→ **Short problem**
Return each of the rows below verbatim, omitting the pictures.
====
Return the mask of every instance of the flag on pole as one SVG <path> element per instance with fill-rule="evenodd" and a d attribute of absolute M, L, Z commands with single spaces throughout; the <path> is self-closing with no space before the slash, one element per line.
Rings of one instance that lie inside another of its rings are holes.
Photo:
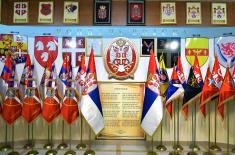
<path fill-rule="evenodd" d="M 162 121 L 162 104 L 156 59 L 153 52 L 151 52 L 141 118 L 141 127 L 150 136 L 154 134 Z"/>
<path fill-rule="evenodd" d="M 89 57 L 86 82 L 82 93 L 81 112 L 95 134 L 98 134 L 104 128 L 93 48 Z"/>
<path fill-rule="evenodd" d="M 71 63 L 68 66 L 67 70 L 67 81 L 66 81 L 66 90 L 61 108 L 61 115 L 64 120 L 71 124 L 79 116 L 77 98 L 75 89 L 73 88 L 73 76 L 72 76 L 72 65 Z"/>
<path fill-rule="evenodd" d="M 159 78 L 160 78 L 160 88 L 162 93 L 161 96 L 163 102 L 166 102 L 166 90 L 169 85 L 169 77 L 166 71 L 163 54 L 160 56 L 160 61 L 159 61 Z"/>
<path fill-rule="evenodd" d="M 184 93 L 184 88 L 179 80 L 179 76 L 176 72 L 177 66 L 173 67 L 173 71 L 171 74 L 171 80 L 168 86 L 168 89 L 166 91 L 166 109 L 170 116 L 172 117 L 172 102 L 182 96 Z"/>
<path fill-rule="evenodd" d="M 234 97 L 235 97 L 235 84 L 232 75 L 229 72 L 229 67 L 227 67 L 226 73 L 224 75 L 224 80 L 219 91 L 218 111 L 222 119 L 224 118 L 224 103 L 228 102 Z"/>
<path fill-rule="evenodd" d="M 41 100 L 35 82 L 34 65 L 31 64 L 29 56 L 27 56 L 25 66 L 26 93 L 23 99 L 22 116 L 28 123 L 31 123 L 41 112 Z"/>
<path fill-rule="evenodd" d="M 83 87 L 85 85 L 86 81 L 86 65 L 85 65 L 85 54 L 82 55 L 81 58 L 81 66 L 78 68 L 78 72 L 76 75 L 76 90 L 79 95 L 82 94 Z"/>
<path fill-rule="evenodd" d="M 19 99 L 19 90 L 15 79 L 15 64 L 8 55 L 2 71 L 2 78 L 7 83 L 6 97 L 2 107 L 2 117 L 8 123 L 12 124 L 21 116 L 22 106 Z"/>
<path fill-rule="evenodd" d="M 206 103 L 208 103 L 212 98 L 217 96 L 218 92 L 219 89 L 216 86 L 214 78 L 212 77 L 210 66 L 208 66 L 205 77 L 205 83 L 202 88 L 202 94 L 200 98 L 200 111 L 204 117 L 206 117 Z"/>
<path fill-rule="evenodd" d="M 57 88 L 55 63 L 52 63 L 50 56 L 43 78 L 45 98 L 43 100 L 42 117 L 48 123 L 51 123 L 60 114 L 60 97 Z"/>
<path fill-rule="evenodd" d="M 188 117 L 188 105 L 194 102 L 202 91 L 202 88 L 200 84 L 198 83 L 198 79 L 196 78 L 193 70 L 194 70 L 194 67 L 191 67 L 188 80 L 187 80 L 187 86 L 184 91 L 184 99 L 183 99 L 182 108 L 184 110 L 184 115 L 186 118 Z M 185 107 L 187 107 L 187 109 L 184 109 Z"/>

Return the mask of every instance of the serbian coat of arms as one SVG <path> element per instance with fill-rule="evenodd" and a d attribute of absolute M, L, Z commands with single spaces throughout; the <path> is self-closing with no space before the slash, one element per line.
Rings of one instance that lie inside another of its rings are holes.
====
→ **Task response**
Return the mask of every instance of the flag on pole as one SVG <path> element per instance with fill-rule="evenodd" and a d attribute of absolute M, L, Z commands with single spaces throughout; the <path> is self-closing with no space before the slash, one element per line.
Rings of one instance that lie inside another of its rings are holes.
Photo:
<path fill-rule="evenodd" d="M 162 121 L 162 104 L 156 59 L 153 52 L 151 52 L 141 118 L 141 127 L 150 136 L 154 134 Z"/>
<path fill-rule="evenodd" d="M 89 57 L 86 82 L 82 93 L 81 112 L 95 134 L 98 134 L 104 128 L 93 48 Z"/>
<path fill-rule="evenodd" d="M 71 63 L 68 66 L 67 70 L 67 81 L 66 81 L 66 90 L 61 108 L 61 115 L 64 120 L 71 124 L 79 116 L 77 98 L 75 89 L 73 88 L 73 76 L 72 76 L 72 65 Z"/>
<path fill-rule="evenodd" d="M 159 78 L 160 78 L 160 88 L 162 93 L 161 96 L 163 102 L 166 102 L 166 90 L 169 85 L 169 77 L 166 71 L 163 54 L 160 56 L 160 61 L 159 61 Z"/>
<path fill-rule="evenodd" d="M 184 93 L 184 88 L 179 80 L 179 76 L 176 72 L 177 66 L 173 67 L 173 71 L 171 74 L 171 80 L 168 86 L 168 89 L 166 91 L 166 109 L 170 116 L 172 117 L 172 102 L 182 96 Z"/>
<path fill-rule="evenodd" d="M 234 97 L 235 97 L 235 84 L 232 75 L 229 72 L 229 67 L 227 67 L 226 73 L 224 75 L 224 80 L 219 91 L 218 111 L 222 119 L 224 118 L 224 103 L 228 102 Z"/>
<path fill-rule="evenodd" d="M 41 100 L 35 82 L 34 65 L 31 64 L 29 56 L 27 56 L 25 66 L 26 93 L 23 99 L 22 116 L 28 123 L 31 123 L 41 112 Z"/>
<path fill-rule="evenodd" d="M 83 87 L 85 85 L 86 81 L 86 65 L 85 65 L 85 54 L 82 55 L 81 58 L 81 66 L 78 68 L 78 72 L 76 75 L 76 90 L 79 95 L 82 94 Z"/>
<path fill-rule="evenodd" d="M 19 99 L 19 90 L 15 79 L 15 64 L 8 55 L 2 71 L 2 78 L 7 83 L 6 97 L 2 107 L 2 117 L 8 123 L 12 124 L 21 116 L 22 106 Z"/>
<path fill-rule="evenodd" d="M 206 103 L 208 103 L 212 98 L 217 96 L 218 92 L 219 89 L 216 86 L 214 78 L 212 77 L 210 66 L 208 66 L 205 77 L 205 83 L 202 88 L 202 94 L 200 98 L 200 111 L 204 117 L 206 117 Z"/>
<path fill-rule="evenodd" d="M 57 88 L 55 63 L 52 63 L 50 56 L 43 78 L 45 98 L 43 100 L 42 117 L 48 123 L 51 123 L 60 114 L 60 97 Z"/>
<path fill-rule="evenodd" d="M 188 117 L 188 105 L 194 102 L 202 91 L 202 88 L 200 84 L 198 83 L 198 79 L 196 78 L 193 70 L 194 70 L 194 67 L 191 67 L 188 80 L 187 80 L 187 86 L 184 91 L 184 99 L 183 99 L 182 108 L 184 110 L 184 115 L 186 118 Z M 185 107 L 187 107 L 187 109 L 184 109 Z"/>

Return the mask of every instance of the serbian coat of arms as one SVG <path> element per instance with fill-rule="evenodd" and a d attribute of absolute M, L, Z commands with single spaces throughout; the <path> is self-closing with no space before the slash, one element per line.
Rings of one instance that lie inside another of its rings are holes.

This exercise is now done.